# Documentgedeelte:
════

De huurachterstand is opgelopen tot een bedrag van € 3.760,90, zijnde een betalingsachterstand van vijf maanden. In beginsel rechtvaardigt zo’n huurachterstand de gevorderde ontbinding en ontruiming, zeker als ook sprake is van herhaalde wanprestatie, zoals in dit geval. Op 11 september 2020 heeft de kantonrechter namelijk al de veroordeling van huurder naar aanleiding van een huurachterstand uitgesproken.
4.2.
Toch zal de kantonrechter, in dit concrete geval, de gevorderde ontbinding en ontruiming afwijzen op grond van het volgende. De huurachterstand is onder meer ontstaan doordat de uitkeringsaanvraag van huurder is afgewezen. Dit bleek achteraf onterecht te zijn gebeurd, waardoor huurder met terugwerkende kracht alsnog een uitkering heeft gekregen. Inmiddels is huurder weer in staat de lopende huurtermijnen te betalen en heeft zij een netwerk om zich heen dat haar intensief hulp biedt bij het (tijdig) betalen van haar schulden. Dit zou worden doorkruist als de ontbinding en ontruiming zouden worden uitgesproken.
Bovendien woont huurder met haar twee minderjarige kinderen in het gehuurde.
Ten slotte geldt dat verhuurder huurder laat heeft aangemeld voor gemeentelijke schuldhulpverlening, namelijk pas op 25 oktober 2023. Verhuurder heeft in dat verband (onder meer) aangevoerd dat zij dit heeft gedaan omdat partijen in juli 2023 hadden afgesproken dat huurder in een budgetcoachtraject zou gaan, maar die afspraak ontslaat verhuurder niet van haar wettelijke verplichting om voormelde melding bij de gemeente te doen. Vroegsignalering had in dit concrete geval het verder oplopen van de huurachterstand ook daadwerkelijk kunnen voorkomen. Huurder worstelde immers met haar uitkeringsaanvraag en daarbij had de gemeente haar kunnen ondersteunen. Huurder had dan mogelijk eerder een uitkering gekregen, waardoor de huurachterstand minder hard zou zijn opgelopen.
4.3.
Het voorgaande in aanmerking nemende, zal de vordering tot ontbinding van de huurovereenkomst en de ontruiming van het gehuurde worden afgewezen. Dit betekent niet dat huurder kan doorgaan met het te laat betalen van huurtermijnen en het onbetaald laten van de huurachterstand. Zij doet er verstandig aan de hulp die zij momenteel krijgt aan te blijven nemen en de aanwijzingen van de hulpverleners op te volgen. Ook raadt de kantonrechter huurder aan zich op tijd bij verhuurder te melden als zich veranderingen in haar inkomen, zoals een uitkeringsstop, voordoen waardoor zij in de betalingsproblemen komt of kan komen. Doet huurder dit niet, dan kan de belangenafweging die de kantonrechter deze keer heeft gemaakt in het kader van de gevorderde ontbinding en ontruiming in de toekomst anders uitvallen.

════

# Getoonde records:

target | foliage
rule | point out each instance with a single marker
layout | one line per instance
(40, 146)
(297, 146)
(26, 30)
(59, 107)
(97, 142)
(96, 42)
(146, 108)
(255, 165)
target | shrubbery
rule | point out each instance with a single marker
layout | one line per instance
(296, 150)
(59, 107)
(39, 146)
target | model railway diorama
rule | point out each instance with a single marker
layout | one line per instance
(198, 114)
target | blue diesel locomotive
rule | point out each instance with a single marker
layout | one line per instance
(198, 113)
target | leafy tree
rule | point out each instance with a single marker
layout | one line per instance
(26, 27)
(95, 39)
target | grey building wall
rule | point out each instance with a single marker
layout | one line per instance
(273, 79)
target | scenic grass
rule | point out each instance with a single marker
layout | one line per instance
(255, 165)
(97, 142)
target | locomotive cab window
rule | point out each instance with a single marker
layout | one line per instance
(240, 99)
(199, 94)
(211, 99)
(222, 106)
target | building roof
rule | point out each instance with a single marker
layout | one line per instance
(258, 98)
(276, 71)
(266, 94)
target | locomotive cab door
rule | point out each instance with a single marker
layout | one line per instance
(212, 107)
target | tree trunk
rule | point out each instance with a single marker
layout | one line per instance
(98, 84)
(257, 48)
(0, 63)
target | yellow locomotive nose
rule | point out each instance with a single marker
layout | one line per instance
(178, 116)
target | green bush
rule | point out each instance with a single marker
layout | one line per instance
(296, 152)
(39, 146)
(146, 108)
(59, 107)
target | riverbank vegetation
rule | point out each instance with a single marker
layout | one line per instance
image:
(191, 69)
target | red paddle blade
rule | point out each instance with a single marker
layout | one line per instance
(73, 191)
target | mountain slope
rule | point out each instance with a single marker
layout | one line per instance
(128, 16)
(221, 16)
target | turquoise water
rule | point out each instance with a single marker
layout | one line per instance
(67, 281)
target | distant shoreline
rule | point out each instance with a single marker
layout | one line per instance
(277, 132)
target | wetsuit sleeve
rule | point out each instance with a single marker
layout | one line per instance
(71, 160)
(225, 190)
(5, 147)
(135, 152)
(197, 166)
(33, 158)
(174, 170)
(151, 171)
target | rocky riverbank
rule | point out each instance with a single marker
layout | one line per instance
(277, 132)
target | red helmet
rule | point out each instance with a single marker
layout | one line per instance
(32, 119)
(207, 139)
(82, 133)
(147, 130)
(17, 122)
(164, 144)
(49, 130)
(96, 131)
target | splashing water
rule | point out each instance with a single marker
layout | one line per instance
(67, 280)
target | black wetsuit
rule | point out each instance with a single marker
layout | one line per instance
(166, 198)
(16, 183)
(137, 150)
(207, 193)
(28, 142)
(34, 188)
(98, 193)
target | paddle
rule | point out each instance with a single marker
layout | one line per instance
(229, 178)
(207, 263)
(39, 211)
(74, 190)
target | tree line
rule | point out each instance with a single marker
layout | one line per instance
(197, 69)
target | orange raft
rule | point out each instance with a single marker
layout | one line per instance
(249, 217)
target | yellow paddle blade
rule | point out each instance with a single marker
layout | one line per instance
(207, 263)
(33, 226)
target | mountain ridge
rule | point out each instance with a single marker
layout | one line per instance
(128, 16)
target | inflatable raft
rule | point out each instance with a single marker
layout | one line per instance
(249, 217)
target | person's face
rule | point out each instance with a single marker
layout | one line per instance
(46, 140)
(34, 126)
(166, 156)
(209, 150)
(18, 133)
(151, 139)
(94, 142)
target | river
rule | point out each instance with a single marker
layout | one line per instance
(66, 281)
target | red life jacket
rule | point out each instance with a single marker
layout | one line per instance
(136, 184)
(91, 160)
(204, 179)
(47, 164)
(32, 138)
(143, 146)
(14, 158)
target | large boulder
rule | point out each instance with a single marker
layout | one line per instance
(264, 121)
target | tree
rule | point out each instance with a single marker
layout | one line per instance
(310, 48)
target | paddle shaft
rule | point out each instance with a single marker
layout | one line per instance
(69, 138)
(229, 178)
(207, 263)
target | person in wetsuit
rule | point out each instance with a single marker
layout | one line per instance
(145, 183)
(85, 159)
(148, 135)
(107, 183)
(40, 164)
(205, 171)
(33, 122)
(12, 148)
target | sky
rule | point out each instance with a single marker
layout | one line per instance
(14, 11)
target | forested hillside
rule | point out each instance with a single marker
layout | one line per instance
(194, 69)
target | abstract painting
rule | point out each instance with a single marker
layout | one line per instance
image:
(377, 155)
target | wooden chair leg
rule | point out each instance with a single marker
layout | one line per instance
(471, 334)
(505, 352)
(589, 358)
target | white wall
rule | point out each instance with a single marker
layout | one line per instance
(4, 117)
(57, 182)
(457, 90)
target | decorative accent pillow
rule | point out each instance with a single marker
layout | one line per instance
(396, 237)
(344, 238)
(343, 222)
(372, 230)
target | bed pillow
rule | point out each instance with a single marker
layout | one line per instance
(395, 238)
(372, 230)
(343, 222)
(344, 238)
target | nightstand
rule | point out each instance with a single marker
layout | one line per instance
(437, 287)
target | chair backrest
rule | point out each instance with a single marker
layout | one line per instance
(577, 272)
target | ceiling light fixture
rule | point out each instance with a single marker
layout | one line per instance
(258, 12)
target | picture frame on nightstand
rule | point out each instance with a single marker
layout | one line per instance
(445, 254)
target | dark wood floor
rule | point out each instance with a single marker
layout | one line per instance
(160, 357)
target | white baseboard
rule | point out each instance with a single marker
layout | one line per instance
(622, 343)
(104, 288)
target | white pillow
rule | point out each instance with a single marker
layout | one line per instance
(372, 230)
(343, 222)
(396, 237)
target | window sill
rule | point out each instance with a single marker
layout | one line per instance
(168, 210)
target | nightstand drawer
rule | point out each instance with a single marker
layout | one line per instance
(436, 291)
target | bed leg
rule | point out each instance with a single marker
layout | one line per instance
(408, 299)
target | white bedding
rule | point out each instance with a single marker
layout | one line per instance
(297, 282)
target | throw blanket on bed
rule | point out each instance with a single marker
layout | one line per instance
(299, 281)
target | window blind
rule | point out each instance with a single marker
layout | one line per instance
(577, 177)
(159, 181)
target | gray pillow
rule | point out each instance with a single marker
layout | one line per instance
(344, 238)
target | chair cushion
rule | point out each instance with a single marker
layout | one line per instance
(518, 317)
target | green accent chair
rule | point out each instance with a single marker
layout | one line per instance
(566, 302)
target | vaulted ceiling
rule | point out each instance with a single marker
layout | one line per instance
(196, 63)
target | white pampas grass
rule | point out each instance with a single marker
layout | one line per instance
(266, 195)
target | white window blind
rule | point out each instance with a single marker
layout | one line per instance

════

# Opdrachten:
[1] Welk bedrag heeft de huurachterstand volgens het documentgedeelte bereikt?
[2] Noem elke datum en elke maand met jaartal die het documentgedeelte vermeldt.
[3] Geef uit het documentgedeelte woordelijk de passage weer van "Toch zal de" tot "in het gehuurde.".

# Antwoorden:
[1] € 3.760,90

[2] 11 september 2020; juli 2023; 25 oktober 2023

[3]
Toch zal de kantonrechter, in dit concrete geval, de gevorderde ontbinding en ontruiming afwijzen op grond van het volgende. De huurachterstand is onder meer ontstaan doordat de uitkeringsaanvraag van huurder is afgewezen. Dit bleek achteraf onterecht te zijn gebeurd, waardoor huurder met terugwerkende kracht alsnog een uitkering heeft gekregen. Inmiddels is huurder weer in staat de lopende huurtermijnen te betalen en heeft zij een netwerk om zich heen dat haar intensief hulp biedt bij het (tijdig) betalen van haar schulden. Dit zou worden doorkruist als de ontbinding en ontruiming zouden worden uitgesproken.
Bovendien woont huurder met haar twee minderjarige kinderen in het gehuurde.